**Direction**
Rewrite the records from the line with "of the handlebar" to the line with "Target: bicycle fender", changing "sighting tally" to "spotting log" and keeping everything else the same. Leave the picture out.

**Supplied data**
:::
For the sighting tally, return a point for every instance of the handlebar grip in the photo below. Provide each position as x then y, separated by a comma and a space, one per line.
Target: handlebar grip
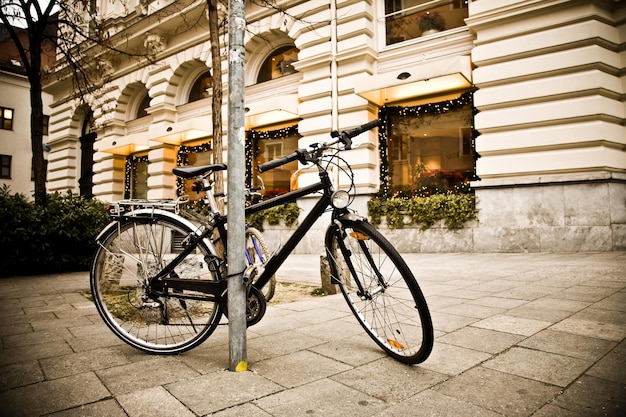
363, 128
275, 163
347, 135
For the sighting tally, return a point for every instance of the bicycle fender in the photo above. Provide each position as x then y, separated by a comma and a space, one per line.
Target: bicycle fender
:::
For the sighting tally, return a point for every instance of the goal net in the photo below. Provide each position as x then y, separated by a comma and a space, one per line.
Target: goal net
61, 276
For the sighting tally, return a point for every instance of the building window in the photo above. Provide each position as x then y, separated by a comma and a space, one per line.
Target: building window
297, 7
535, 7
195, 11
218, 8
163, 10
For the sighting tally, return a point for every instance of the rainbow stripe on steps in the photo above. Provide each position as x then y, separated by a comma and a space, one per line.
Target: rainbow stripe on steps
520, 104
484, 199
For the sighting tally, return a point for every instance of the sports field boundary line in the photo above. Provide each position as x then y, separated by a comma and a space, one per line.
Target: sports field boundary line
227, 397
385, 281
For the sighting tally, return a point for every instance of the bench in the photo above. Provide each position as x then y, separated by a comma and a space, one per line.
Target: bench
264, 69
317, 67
:::
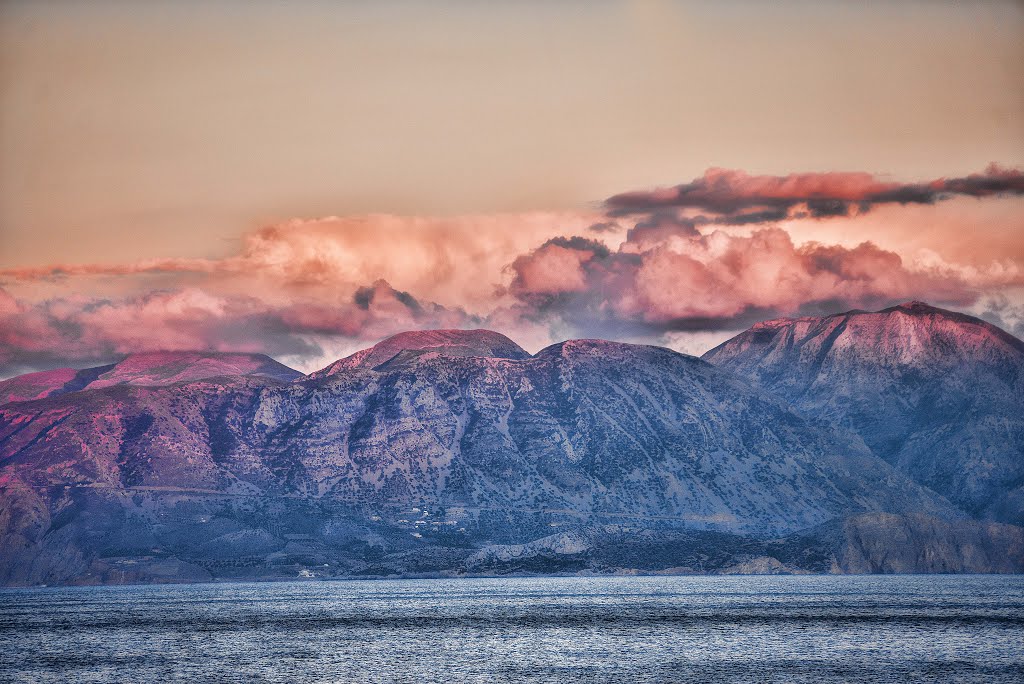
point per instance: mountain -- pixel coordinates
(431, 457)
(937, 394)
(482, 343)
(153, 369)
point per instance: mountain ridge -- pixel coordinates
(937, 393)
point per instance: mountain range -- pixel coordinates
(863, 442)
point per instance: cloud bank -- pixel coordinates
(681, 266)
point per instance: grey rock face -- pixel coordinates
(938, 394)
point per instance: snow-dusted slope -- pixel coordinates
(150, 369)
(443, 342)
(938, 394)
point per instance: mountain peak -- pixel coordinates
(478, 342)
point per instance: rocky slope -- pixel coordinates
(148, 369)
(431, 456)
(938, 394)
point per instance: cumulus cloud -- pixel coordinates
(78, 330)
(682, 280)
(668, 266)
:::
**Answer to this exercise**
For the spotting log, return a point for every instance of the handlebar grip in the photo below. Provide each position as x then y, separated by a comma and a space, one per line.
Target: handlebar grip
363, 128
275, 163
347, 135
For the spotting log, return a point for every instance of the bicycle fender in the photo above. Provide each position as x then y, separated by a comma and a space, one per line.
Target: bicycle fender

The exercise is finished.